▶ **Énoncé a**
Répondez aux questions suivantes sur l'extrait consacré à la musique de Clair Obscur : Expedition 33.
(i) Sur quelle plateforme Lorien Testard partageait-il ses morceaux ?
(ii) Quelle chanteuse a prêté sa voix à plusieurs morceaux clés de la bande-son ?
(iii) Combien de fois la bande originale a-t-elle été écoutée sur les plateformes de streaming musical ?

▶ **Extrait**
****************
Inspirations musicales, on en parle tout de suite.

Maelle est un personnage poignant
Voici Lune, de dos, le charisme incarné

Alicia

Si Clair Obscur transcende également un autre aspect du monde vidéoludique, c'est bel et bien dans sa production musicale absolument fantastique.

Lorien Testard est le compositeur principal de la bande originale du jeu. Son parcours est atypique et inspirant : autodidacte passionné de musique de jeux vidéo, il a longtemps composé des morceaux dans son temps libre, qu'il partageait sur SoundCloud. C'est grâce à cette plateforme que Guillaume a découvert son travail et l'a contacté pour collaborer sur le projet.

Testard a consacré plusieurs années à la composition de la bande originale du jeu, travaillant intensivement pour créer une ambiance musicale immersive et émotionnelle. Il a collaboré étroitement avec la chanteuse Alice Duport-Percier, qui a apporté sa voix à plusieurs morceaux clés de la bande-son et en a co-écrit certains.

La musique de Clair Obscur : Expedition 33 a été saluée pour sa capacité à renforcer l'identité française du jeu, notamment par l'utilisation d'instruments traditionnels comme l'accordéon. Lorien a déclaré que l'inclusion de cet instrument dans certaines compositions, comme le thème du mime, était à la fois un devoir et un plaisir coupable. Le succès de la bande originale a été remarquable : elle a été écoutée plus de 18 millions de fois sur les plateformes de streaming musical et a atteint les premières places de plusieurs classements musicaux du magazine Billboard, notamment dans la catégorie musique classique. En somme, Lorien Testard a joué un rôle crucial dans la création de l'univers sonore de Clair Obscur : Expedition 33, apportant une dimension émotionnelle et culturelle qui a contribué au succès critique et commercial du jeu.
****************
▶ **Données enregistrées**
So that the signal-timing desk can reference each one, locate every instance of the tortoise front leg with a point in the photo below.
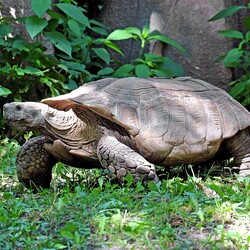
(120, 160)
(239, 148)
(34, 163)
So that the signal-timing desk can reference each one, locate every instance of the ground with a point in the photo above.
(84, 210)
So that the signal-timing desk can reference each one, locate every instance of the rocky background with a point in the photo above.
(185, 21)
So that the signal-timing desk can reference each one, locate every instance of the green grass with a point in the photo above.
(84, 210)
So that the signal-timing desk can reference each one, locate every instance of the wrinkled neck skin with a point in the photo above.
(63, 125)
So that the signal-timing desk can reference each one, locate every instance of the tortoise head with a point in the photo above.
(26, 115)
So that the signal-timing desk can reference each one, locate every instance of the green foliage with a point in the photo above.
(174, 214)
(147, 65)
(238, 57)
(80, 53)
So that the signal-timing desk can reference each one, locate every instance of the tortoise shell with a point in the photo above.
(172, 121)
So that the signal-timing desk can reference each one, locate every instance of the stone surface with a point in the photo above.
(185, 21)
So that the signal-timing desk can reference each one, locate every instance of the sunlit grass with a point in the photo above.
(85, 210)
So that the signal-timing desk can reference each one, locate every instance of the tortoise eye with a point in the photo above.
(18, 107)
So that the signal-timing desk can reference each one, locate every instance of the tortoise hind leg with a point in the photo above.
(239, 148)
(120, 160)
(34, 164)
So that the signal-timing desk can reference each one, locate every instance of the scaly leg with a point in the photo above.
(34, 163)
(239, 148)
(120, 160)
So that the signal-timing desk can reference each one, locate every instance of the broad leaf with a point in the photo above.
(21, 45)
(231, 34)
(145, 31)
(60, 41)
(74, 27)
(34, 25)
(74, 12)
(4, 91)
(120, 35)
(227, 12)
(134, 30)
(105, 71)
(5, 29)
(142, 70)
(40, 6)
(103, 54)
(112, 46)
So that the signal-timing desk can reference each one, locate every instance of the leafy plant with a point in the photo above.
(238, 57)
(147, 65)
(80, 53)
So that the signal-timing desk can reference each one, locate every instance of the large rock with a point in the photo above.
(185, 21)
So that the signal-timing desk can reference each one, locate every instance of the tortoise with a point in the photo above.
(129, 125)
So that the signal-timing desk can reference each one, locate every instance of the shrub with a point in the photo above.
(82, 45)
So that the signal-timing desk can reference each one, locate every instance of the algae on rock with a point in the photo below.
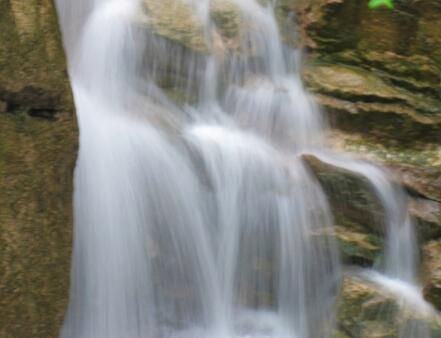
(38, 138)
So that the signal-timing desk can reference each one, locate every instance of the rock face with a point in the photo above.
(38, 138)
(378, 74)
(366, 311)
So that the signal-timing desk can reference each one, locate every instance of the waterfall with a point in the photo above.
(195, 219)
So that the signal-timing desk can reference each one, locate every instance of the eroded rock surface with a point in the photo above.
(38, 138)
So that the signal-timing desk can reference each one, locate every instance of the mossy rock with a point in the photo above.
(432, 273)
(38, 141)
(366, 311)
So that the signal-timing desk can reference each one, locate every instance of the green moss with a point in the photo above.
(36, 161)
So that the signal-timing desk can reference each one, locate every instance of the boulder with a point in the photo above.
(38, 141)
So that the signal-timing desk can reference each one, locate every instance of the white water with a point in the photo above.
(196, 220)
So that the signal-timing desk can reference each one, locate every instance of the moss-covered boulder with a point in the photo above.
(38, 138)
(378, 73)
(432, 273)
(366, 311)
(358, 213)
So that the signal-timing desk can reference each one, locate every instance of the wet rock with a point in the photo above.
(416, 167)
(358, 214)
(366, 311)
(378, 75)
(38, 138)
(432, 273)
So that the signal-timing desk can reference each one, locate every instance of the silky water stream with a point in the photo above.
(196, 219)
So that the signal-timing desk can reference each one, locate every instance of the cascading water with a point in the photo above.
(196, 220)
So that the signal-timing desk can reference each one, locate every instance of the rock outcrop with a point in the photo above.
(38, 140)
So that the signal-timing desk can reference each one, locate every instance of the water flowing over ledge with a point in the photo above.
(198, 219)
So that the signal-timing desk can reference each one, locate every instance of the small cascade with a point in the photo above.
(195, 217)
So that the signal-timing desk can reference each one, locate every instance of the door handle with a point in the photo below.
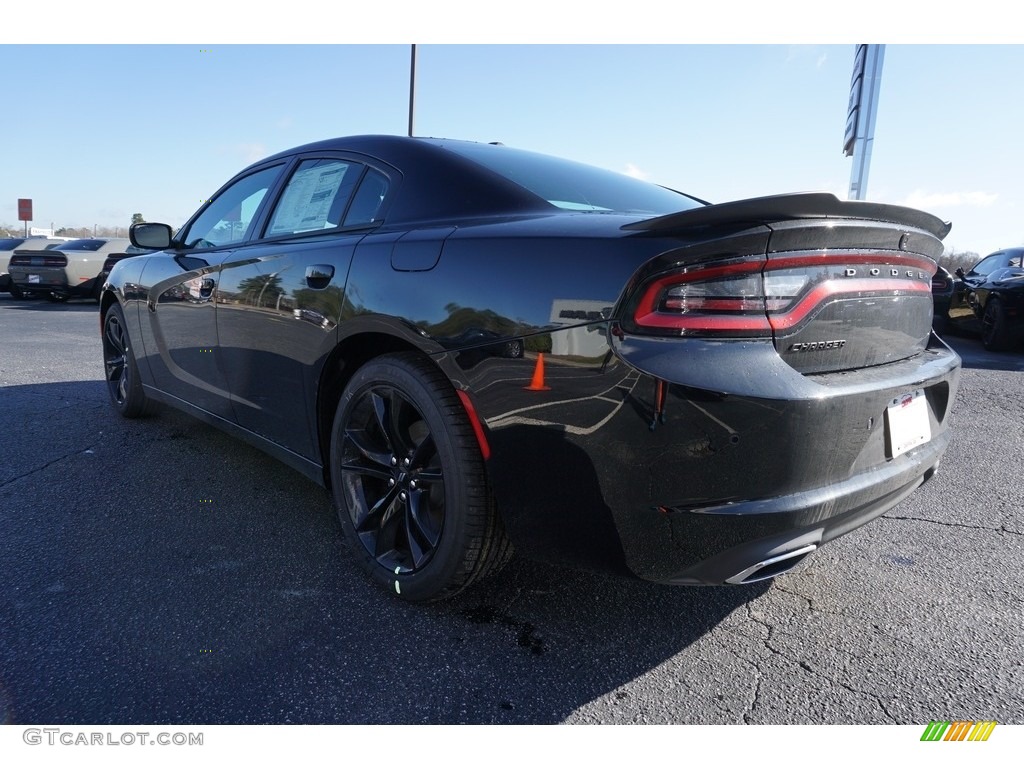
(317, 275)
****************
▶ **Énoncé b**
Repérez chaque ligne des enregistrements qui contient le mot « green » et recopiez-la en respectant la casse.

▶ **Solution a**
(i) SoundCloud
(ii) Alice Duport-Percier
(iii) Plus de 18 millions de fois

▶ **Solution b**
So that the signal-timing desk can reference each one, locate every instance of the green grass with a point in the photo above.
So that the signal-timing desk can reference each one, locate every instance of the green foliage with a point in the photo above.
So that the signal-timing desk can reference each one, locate every instance of the green moss with a point in the photo above.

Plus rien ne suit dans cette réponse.